**QUÉ HARÁS:**
[a] Cita literalmente el tramo de la fuente que va desde "Por último, el" hasta "2023, p. 25).".
[b] Enumera los autores citados con año en el párrafo de la fuente que empieza con "Por último" y acompaña cada nombre con el año que se indica.

En cuanto al “significado pre-propio y/o etimológico”, (tomando la previa categoría de pre-
propio de Kohlheim), se trata de una instancia semántica previa a la lingüística del nombre
propio y pertenece, por tanto, a la lingüística histórica e inactual” (Szaszak Bongartz, 2023, p.
22). Tiene que ver con fenómenos de homonimia o cercanía formal respecto de otras palabras
de tipo léxico, producto de transcategorizaciones o recategorizaciones. Cuando un nombre
común se “propializa”, es usual que trafique un excedente de significado, pero que le es, en
parte, ajeno. Por ejemplo, un nombre como “Soledad” deriva de un sustantivo común, y por
ello tiene ecos de sentido pre-propios (carencia de compañía, etc.) al margen de que se
encuentren activados en el uso o no (Szaszak Bongartz, 2023). La segunda parte de este
complejo de significados, la etimológica, tiene que ver, claro, con el origen de la palabra que
se rastrea en la coordenada diacrónica, pero lo cierto es que este puede existir o no (a veces se
trata, como señala Elsen, de un nombre inventado o Kunstwort).
Por último, el “significado connotativo o suplementario” tiene que ver con significaciones
que se originan en la esfera social y permean los nombres. Por ejemplo, las connotaciones de
tipo social, cultural (Barthes, 2006), fonético, de estilo (Martínez, 1975), subjetivo (Martinet,
1967; Pottier, 1976), intersubjetivo y emocional (Debus, 2002), estético y pragmático, entre
otros. De modo que “tienen una cualidad externa al lenguaje, aunque ejerzan influencia en él
(Szaszak Bongartz, 2023, p. 25).

**DATOS MOSTRADOS:**

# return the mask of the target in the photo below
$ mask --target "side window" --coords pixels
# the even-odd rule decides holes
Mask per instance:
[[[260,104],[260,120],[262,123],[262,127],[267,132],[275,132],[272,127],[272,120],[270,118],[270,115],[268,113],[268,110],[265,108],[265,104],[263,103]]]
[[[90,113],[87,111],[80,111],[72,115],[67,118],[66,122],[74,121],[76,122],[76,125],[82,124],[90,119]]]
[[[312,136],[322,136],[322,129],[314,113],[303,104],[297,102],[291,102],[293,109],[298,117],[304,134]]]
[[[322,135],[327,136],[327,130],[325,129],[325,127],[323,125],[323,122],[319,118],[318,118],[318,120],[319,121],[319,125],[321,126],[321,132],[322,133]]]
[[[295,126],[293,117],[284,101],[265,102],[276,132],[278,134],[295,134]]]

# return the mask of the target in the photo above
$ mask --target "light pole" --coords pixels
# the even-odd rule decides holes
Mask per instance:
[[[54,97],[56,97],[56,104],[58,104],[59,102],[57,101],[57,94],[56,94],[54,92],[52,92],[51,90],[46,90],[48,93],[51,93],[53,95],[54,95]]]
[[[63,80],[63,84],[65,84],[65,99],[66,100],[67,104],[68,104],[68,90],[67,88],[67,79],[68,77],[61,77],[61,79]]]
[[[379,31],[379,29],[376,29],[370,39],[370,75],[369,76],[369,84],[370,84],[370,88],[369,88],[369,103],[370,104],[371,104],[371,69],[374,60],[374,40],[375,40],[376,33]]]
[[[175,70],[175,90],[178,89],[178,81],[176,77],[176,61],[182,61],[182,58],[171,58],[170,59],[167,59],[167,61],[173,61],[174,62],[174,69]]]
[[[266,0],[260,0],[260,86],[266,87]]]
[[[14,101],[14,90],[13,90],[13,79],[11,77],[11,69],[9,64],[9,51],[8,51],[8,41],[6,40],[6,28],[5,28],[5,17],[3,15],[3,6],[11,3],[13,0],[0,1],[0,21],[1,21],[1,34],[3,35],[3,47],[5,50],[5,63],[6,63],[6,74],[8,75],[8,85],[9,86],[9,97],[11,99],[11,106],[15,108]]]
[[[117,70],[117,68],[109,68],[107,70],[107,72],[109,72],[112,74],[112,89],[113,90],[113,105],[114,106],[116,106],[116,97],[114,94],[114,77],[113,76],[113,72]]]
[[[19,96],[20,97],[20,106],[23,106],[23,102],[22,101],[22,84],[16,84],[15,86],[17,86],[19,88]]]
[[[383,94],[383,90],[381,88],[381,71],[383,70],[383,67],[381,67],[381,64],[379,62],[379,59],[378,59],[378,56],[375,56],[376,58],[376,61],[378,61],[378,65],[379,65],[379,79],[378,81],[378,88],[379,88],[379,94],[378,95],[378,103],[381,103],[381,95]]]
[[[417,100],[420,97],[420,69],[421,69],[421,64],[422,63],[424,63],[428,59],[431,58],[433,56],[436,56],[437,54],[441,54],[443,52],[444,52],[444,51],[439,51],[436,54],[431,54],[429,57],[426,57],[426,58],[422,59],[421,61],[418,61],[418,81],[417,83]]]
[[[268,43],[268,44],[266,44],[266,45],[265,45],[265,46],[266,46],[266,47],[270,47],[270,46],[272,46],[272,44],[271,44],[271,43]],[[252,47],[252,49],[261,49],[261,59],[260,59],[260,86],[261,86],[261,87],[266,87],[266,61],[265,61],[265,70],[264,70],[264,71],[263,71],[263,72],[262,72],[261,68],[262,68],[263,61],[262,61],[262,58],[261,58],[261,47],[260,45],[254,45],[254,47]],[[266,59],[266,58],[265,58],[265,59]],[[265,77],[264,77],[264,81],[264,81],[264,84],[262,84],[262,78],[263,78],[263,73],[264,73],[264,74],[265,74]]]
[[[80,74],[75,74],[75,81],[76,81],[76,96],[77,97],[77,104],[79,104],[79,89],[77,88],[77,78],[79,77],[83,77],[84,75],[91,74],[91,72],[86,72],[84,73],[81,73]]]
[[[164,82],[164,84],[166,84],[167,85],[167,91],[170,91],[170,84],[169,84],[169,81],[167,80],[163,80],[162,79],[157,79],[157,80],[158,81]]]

**RESULTADOS POR TAREA:**
[a]
Por último, el “significado connotativo o suplementario” tiene que ver con significaciones
que se originan en la esfera social y permean los nombres. Por ejemplo, las connotaciones de
tipo social, cultural (Barthes, 2006), fonético, de estilo (Martínez, 1975), subjetivo (Martinet,
1967; Pottier, 1976), intersubjetivo y emocional (Debus, 2002), estético y pragmático, entre
otros. De modo que “tienen una cualidad externa al lenguaje, aunque ejerzan influencia en él
(Szaszak Bongartz, 2023, p. 25).

[b]
- Barthes, 2006
- Martínez, 1975
- Martinet, 1967
- Pottier, 1976
- Debus, 2002
- Szaszak Bongartz, 2023